Kutipan Teks:
______________________________
Sebenarnya, di belakang keberhasilan revolusi itu ada Ali Syariati, salah satu arsitek intelektual Revolusi Islam Iran yang mampu menggerakkan para pemuda dan kaum buruh untuk bergerak melakukan perlawanan terhadap rezim Pahlevi. Namun, dalam pemberitaan mengenai revolusi Iran tersebut, namanya tidak disebut-sebut. Tokoh yang muncul ke permukaan adalah Khomeini sang pemimpin spiritual dan sekaligus pemimpin tertinggi Iran, dan beberapa tokoh intelektual lain yang berada di barisan para ulama, seperti Murthadha Muthari dan Sayeed Hosein Nashr.

Ali Syariati, yang dibenci oleh sebagian ulama Iran, adalah tokoh yang berada di barisan para intelektual dan menggerakkan kampus-kampus di Mashad menentang pemerintah rezim Pahlevi yang represif. Namun pada sisi lain ia menjadi salah satu orang yang membenci ulama, karena menurutnya para ulama sebelumnya berkonspirasi dengan pemerintah. Ali Syariati dicari-cari oleh intelijen, dan akhirnya dibunuh oleh agen rahasia Iran, karena melalui tulisan serta gerakan politiknya ia dituduh sebagai otak utama dalam gerakan menentang pemerintah tersebut. Selain menggerakkan mahasiswa di Iran, ia juga menggerakkan mahasiswa Iran yang berada di Eropa, khususnya yang berada di Perancis. Bahkan, menyebar ke seluruh pelosok dunia Barat dan Timur, termasuk Indonesia (http://kedai-ilmu.blogspot.com/ 2011/03/ali-syariati-sosok-aktivis-tangguh.html).

Di Indonesia, walaupun mayoritas penduduknya bermazhab Sunni, yang jelas-jelas berbeda dengan Syariati yang Syiah, tetapi sebagian intelektual Muslim sudah mengenal pemikirannya lewat penerjemahan buku-bukunya sejak akhir tahun 1970-an. Di tahun 1980 bersamaan dengan penerjemahan dan kajian-kajian tentang Syariati, muncul kelompok “Kiri Islam”, baik dari LSM maupun aktivis Islam dari HMI, Masjid Salman ITB, dan Masjid Shalahuddin Yogyakarta. Pemikiran dan penafsirannya tentang agama, yang dekat dan berpihak pada rakyat kecil demi keadilan, yang diwujudkan dalam tindakan kongkrit, agaknya relevan dengan kondisi Indonesia waktu itu yang rakyatnya banyak hidup di bawah garis kemiskinan.
______________________________
Entri Terdaftar:
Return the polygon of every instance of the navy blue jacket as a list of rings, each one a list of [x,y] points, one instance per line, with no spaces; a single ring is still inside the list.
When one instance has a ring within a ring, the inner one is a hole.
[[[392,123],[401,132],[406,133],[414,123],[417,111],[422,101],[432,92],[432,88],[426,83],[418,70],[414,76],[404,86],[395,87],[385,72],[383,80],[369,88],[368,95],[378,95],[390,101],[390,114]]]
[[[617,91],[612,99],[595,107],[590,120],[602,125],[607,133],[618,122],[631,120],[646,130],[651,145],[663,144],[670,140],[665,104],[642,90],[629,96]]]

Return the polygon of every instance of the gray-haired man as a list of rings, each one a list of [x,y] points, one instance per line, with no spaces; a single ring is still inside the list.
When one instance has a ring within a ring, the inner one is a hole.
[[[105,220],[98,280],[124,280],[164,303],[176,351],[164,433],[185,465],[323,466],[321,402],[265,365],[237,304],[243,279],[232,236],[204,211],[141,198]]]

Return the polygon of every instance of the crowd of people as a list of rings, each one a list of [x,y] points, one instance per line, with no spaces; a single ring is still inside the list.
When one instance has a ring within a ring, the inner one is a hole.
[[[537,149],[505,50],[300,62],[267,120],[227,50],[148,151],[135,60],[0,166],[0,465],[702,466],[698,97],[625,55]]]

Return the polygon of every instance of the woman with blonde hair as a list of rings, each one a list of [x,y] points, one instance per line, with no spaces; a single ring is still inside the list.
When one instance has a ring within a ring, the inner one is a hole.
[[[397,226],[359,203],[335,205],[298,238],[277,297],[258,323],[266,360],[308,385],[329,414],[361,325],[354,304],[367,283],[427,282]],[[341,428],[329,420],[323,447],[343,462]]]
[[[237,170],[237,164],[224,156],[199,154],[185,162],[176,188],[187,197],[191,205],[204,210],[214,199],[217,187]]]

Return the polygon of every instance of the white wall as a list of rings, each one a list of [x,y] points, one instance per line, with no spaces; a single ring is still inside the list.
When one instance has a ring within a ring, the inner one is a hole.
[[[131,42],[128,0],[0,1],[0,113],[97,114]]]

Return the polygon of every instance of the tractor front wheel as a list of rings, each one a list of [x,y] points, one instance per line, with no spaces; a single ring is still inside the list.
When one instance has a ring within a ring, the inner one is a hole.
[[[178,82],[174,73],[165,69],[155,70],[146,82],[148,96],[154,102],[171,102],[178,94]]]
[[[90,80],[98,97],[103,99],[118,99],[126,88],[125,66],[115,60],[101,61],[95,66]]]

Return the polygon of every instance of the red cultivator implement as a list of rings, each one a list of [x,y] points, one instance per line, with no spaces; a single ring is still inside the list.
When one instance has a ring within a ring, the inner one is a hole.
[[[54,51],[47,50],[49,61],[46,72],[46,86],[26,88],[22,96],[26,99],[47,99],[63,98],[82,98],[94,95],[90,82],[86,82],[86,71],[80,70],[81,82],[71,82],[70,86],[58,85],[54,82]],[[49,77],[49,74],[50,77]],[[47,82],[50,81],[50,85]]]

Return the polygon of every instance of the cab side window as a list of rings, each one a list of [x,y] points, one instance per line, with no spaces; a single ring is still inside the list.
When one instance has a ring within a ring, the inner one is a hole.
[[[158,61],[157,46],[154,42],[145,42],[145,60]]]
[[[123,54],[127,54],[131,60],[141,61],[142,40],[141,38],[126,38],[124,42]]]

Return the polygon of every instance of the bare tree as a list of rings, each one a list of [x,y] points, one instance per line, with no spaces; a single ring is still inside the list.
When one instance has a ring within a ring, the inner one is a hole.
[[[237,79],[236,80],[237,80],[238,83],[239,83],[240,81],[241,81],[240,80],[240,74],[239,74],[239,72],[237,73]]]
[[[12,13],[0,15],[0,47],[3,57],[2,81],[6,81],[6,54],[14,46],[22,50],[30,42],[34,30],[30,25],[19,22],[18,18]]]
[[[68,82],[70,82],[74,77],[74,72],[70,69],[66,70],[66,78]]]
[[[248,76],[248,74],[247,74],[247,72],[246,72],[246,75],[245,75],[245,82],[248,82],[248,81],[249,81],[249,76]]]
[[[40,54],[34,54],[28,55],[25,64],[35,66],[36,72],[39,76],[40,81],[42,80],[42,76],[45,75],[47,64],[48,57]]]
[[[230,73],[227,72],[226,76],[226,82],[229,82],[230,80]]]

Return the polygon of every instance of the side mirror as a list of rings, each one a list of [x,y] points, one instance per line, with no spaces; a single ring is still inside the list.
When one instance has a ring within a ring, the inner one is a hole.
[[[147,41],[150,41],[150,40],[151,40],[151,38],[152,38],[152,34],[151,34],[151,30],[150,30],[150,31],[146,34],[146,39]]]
______________________________
Petunjuk Pengerjaan:
#1 Ringkaslah teks tentang Ali Syariati dalam dua kalimat.
#2 Ketik ulang semuanya dari baris data yang memuat "Return the polygon of every instance of the white" sampai baris yang memuat "[[[131,42],[128,0],[0,1],[0,113],[97,114]]]", kedua baris itu termasuk.

Penyelesaian Soal:
#1 Ali Syariati adalah salah satu arsitek intelektual Revolusi Islam Iran yang menggerakkan pemuda, kaum buruh, dan mahasiswa melawan rezim Pahlevi, tetapi namanya tidak disebut dalam pemberitaan revolusi tersebut dan ia akhirnya dibunuh oleh agen rahasia Iran. Di Indonesia yang mayoritas penduduknya Sunni, sebagian intelektual Muslim mengenal pemikirannya lewat terjemahan buku-bukunya sejak akhir 1970-an, dan pemikiran itu agaknya relevan dengan kondisi rakyat yang banyak hidup di bawah garis kemiskinan.

#2
Return the polygon of every instance of the white wall as a list of rings, each one a list of [x,y] points, one instance per line, with no spaces; a single ring is still inside the list.
When one instance has a ring within a ring, the inner one is a hole.
[[[131,42],[128,0],[0,1],[0,113],[97,114]]]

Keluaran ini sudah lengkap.